_TASK INPUTS_:
+++
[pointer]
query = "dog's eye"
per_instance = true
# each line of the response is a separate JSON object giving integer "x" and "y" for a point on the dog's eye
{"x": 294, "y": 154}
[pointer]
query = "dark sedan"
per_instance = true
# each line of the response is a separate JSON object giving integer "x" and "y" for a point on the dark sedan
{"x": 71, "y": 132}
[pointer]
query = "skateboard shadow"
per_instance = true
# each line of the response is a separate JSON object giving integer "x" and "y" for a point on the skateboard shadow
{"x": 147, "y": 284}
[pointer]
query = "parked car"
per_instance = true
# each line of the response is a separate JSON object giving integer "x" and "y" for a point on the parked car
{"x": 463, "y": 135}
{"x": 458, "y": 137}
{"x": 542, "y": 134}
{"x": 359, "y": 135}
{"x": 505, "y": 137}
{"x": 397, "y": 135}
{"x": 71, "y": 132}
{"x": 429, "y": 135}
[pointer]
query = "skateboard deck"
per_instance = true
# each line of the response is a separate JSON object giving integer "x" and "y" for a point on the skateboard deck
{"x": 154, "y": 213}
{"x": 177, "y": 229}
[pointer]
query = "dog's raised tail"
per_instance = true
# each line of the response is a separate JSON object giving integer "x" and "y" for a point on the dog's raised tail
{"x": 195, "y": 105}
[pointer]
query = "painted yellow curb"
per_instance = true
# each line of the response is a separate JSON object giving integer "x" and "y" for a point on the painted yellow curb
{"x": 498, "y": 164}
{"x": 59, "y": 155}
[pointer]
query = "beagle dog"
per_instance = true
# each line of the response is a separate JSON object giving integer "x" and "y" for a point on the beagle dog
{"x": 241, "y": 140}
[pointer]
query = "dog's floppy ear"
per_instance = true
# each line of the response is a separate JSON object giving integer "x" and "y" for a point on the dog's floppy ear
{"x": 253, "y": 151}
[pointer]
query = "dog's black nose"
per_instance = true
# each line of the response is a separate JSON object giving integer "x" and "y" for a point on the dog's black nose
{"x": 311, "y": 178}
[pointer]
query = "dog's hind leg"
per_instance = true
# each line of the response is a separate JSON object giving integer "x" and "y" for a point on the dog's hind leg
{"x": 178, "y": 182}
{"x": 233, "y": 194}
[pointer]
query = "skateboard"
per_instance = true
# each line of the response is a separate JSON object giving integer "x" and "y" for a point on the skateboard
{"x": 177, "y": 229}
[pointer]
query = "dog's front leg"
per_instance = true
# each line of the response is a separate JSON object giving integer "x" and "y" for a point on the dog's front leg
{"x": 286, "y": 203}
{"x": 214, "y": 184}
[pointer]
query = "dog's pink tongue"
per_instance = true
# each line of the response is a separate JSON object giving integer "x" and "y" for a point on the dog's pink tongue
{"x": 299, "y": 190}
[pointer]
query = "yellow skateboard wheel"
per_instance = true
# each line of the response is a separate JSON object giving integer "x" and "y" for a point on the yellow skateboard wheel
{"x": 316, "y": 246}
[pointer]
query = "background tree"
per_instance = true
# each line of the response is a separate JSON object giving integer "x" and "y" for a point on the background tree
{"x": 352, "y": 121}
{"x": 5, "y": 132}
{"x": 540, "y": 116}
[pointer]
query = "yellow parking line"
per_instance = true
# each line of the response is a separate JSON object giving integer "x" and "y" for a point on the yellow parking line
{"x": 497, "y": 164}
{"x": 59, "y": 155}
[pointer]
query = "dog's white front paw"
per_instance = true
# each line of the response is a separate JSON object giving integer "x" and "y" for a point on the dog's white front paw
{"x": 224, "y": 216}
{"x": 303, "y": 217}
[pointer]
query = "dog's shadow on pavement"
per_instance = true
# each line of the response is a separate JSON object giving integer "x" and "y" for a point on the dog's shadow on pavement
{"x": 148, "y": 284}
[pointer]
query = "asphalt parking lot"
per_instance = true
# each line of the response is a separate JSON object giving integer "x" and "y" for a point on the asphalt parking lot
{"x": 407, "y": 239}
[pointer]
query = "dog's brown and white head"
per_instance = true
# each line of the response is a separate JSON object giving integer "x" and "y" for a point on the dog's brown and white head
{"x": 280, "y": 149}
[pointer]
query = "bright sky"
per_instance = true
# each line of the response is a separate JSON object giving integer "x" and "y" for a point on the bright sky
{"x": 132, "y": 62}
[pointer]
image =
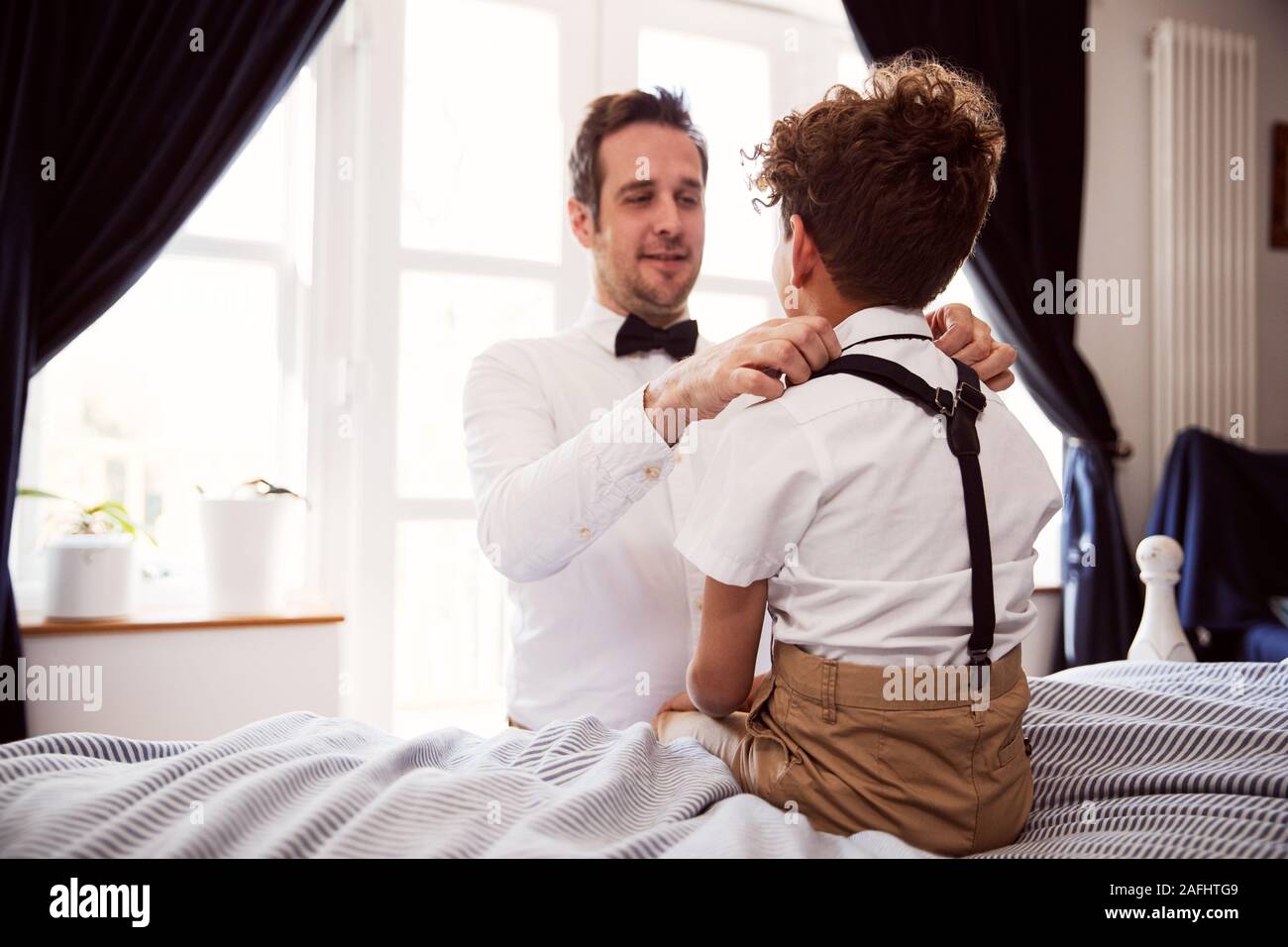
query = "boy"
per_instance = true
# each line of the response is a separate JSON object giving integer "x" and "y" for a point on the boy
+++
_WORK INSTRUCTIONS_: Copy every record above exactly as written, but leave out the pictures.

_SOLUTION BELOW_:
[pointer]
query = "dog's eye"
per_instance = true
# each line of the response is a separate JSON object giving integer "x" and "y" for a point on the dog's eye
{"x": 294, "y": 154}
[pointer]
query = "dark sedan"
per_instance = true
# each line of the response is a separate JSON object giving integer "x" and "y" for a point on the dark sedan
{"x": 71, "y": 132}
[pointer]
query = "skateboard shadow"
per_instance = true
# each line of the response is a separate JSON object giving integer "x" and "y" for a point on the skateboard shadow
{"x": 147, "y": 284}
[pointer]
query = "parked car"
per_instance = true
# each line of the response is a separate JSON object giving integer "x" and "y" for a point on the parked car
{"x": 463, "y": 135}
{"x": 458, "y": 137}
{"x": 542, "y": 134}
{"x": 359, "y": 135}
{"x": 505, "y": 137}
{"x": 397, "y": 135}
{"x": 71, "y": 132}
{"x": 429, "y": 135}
[pointer]
query = "skateboard deck"
per_instance = true
# each line of the response is a separate JSON object giving integer "x" and "y" for a point on the skateboard deck
{"x": 154, "y": 213}
{"x": 177, "y": 229}
[pointer]
query = "dog's raised tail"
per_instance = true
# each line of the response is a separate JSON object giving integer "x" and "y" for a point on the dog's raised tail
{"x": 195, "y": 105}
[pointer]
query = "painted yellow curb"
per_instance = true
# each line of the response is a separate JSON object giving integer "x" and "y" for a point on the painted yellow curb
{"x": 498, "y": 164}
{"x": 59, "y": 155}
[pointer]
query = "beagle dog"
per_instance = true
# each line of the response is a separate JSON object giving integer "x" and "y" for a point on the beagle dog
{"x": 241, "y": 140}
[pointer]
query = "dog's floppy ear"
per_instance = true
# each line of the response is a separate JSON object giving integer "x" and "y" for a point on the dog's floppy ear
{"x": 253, "y": 151}
[pointer]
query = "dog's black nose"
per_instance = true
# each line of the response is a separate JSON object giving integer "x" and "y" for a point on the dog's black nose
{"x": 311, "y": 178}
[pointer]
query = "dog's hind leg"
per_instance = true
# each line of the response is a separate JSON object giving integer "x" and "y" for a point on the dog's hind leg
{"x": 178, "y": 182}
{"x": 233, "y": 194}
[pointer]
query = "skateboard"
per_instance = true
# each line of the response is a separate JSON object giving integer "x" and "y" for a point on the skateboard
{"x": 177, "y": 229}
[pointer]
query = "dog's front leg"
per_instance = true
# each line of the response is a separate JSON object giving integer "x" and "y" for a point on the dog's front leg
{"x": 286, "y": 203}
{"x": 214, "y": 184}
[pointer]
query = "dog's pink tongue"
per_instance = true
# each line of the response is a separate JSON object giving integer "x" and "y" for a point on the dog's pink tongue
{"x": 299, "y": 190}
[pointer]
query = "yellow skateboard wheel"
per_instance = true
# each line of the response is a separate JSON object giving integer "x" and "y" for a point on the yellow skateboard wheel
{"x": 316, "y": 246}
[pointer]
query = "background tree"
per_instance = true
# each line of the response is a separate JSON object giving integer "x" and "y" for a point on the background tree
{"x": 352, "y": 121}
{"x": 5, "y": 132}
{"x": 540, "y": 116}
[pointer]
query = "yellow parking line"
per_instance = true
# each line of the response is a separate JSON object giving integer "x" and "y" for a point on the yellow parking line
{"x": 497, "y": 164}
{"x": 59, "y": 155}
[pointer]
query = "dog's white front paw"
per_instance = true
# each line of the response is a separate JSON object giving integer "x" and "y" for a point on the dog's white front paw
{"x": 224, "y": 216}
{"x": 303, "y": 217}
[pointer]
query = "dog's shadow on pavement"
per_instance = true
# each line of the response is a separate JSON object giving integer "x" and "y" for a point on the dog's shadow on pavement
{"x": 148, "y": 284}
[pointer]
query = "asphalt parking lot"
per_instance = true
# each line of the response is a separate JSON object giving integer "x" and "y" for a point on the asphalt parking lot
{"x": 407, "y": 239}
[pointer]
query = "dog's brown and white head"
per_instance = true
# each line of the response is a separate JSON object giving integer "x" and "y" for a point on the dog's brown and white head
{"x": 280, "y": 149}
[pointer]
query = "bright sky"
per_instance = true
# each line of the response is a separate JSON object giving integer "x" and "y" for a point on the bright sky
{"x": 132, "y": 62}
[pointer]
image =
query = "boy"
per_instance = true
# each line of the response is a separate JSON object giving integer "x" and "y" for a point on the boy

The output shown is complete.